Questions on the material ->
1. Summarize the article on the lorry driver shortage in two sentences.
2. Extend the article on the lorry driver shortage, carrying on after its final sentence.

[Text for analysis — start]

Supply chain

Shortage of lorry drivers: how can we at last find a solution?

  • 21/03/22
  • 4 min

For several years now, the problem of the shortage of lorry drivers has been acutely felt by transport professionals. The profession does not project an attractive image, but no doubt because the sector has not managed to reassert its value in its modern context. Suggestions.


The shortage of skilled truck drivers has been a reality for the transport sector in Europe for years and 2020 is not reversing the trend. Thus, even before the onset of the health crisis and its economic consequences, which are still difficult to quantify, the IRU (International Road Transport Union) had set out the scenario of a worsening driver shortage this year. According to several observers, Covid will further accentuate the problem.

[Text for analysis — finish]
[Extracted entries — start]

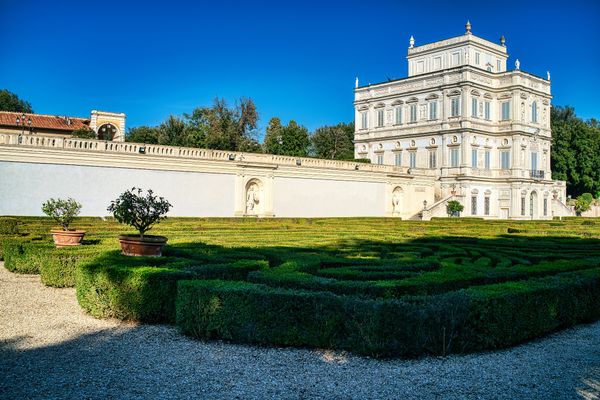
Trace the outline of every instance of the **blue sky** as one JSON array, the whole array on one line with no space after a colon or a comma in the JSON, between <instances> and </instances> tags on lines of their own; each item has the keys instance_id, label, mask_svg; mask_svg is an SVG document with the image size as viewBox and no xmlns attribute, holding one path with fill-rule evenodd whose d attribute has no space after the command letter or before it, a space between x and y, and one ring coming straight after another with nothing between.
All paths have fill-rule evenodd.
<instances>
[{"instance_id":1,"label":"blue sky","mask_svg":"<svg viewBox=\"0 0 600 400\"><path fill-rule=\"evenodd\" d=\"M600 1L32 2L0 0L0 88L36 112L160 123L219 96L309 129L353 118L361 84L406 76L416 45L507 39L509 66L552 74L555 105L600 118Z\"/></svg>"}]
</instances>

[Extracted entries — finish]

Answers to the tasks ->
1. Transport professionals in Europe have faced a shortage of skilled lorry drivers for years, and the profession's unattractive image is probably due to the sector's failure to reassert its value in a modern context. The IRU had predicted a worsening shortage for 2020 even before the health crisis, and several observers expect Covid to make the problem worse.

2.
The overall shortage of drivers will increase from 23% in 2019 to 36% this year (source: IRU). This trend has been confirmed in many European countries. Thus, in the same period, the shortage will increase from 22% to 37% in Poland and from 50% to 62% in Romania. The German organisation Fair Truck has established a figure that suggests 150,000 jobs will be vacant by 2022! In France, the Association de formation professionnelle du transport released a figure of 42,000 unfilled posts today. In the UK the FTA (now renamed Logistics) reported at the end of 2019 that there was a shortfall of 59,000 drivers. In Spain the shortage of professional drivers is of 20% (15.000 drivers) and will increase to 30% in one year, according to IRU and Fenadismer (Federación Nacional de Asociaciones de Transporte en España)


Shortage of drivers, an attractiveness issue

The reasons for the staff shortage are well-known, but remain difficult to overcome. First and foremost, the perceived drudgery of the job can keep candidates away (working hours, sometimes including night shifts, stress related to meeting deadlines and customer requests, the physical dimension of the job in loading/unloading areas, etc.).

For medium and long-distance transport, distance from home can also be mentioned as a blocking point in choosing this career, as well as the difficulty of reconciling work and family life. In addition, the image of the profession is rather negative. During the confinement in Europe, it must be said that the communication on the “hero” drivers, sentinels of the famous “front line”, did not really take off, even though it was a well-founded concept, particularly from the point of view of securing supplies.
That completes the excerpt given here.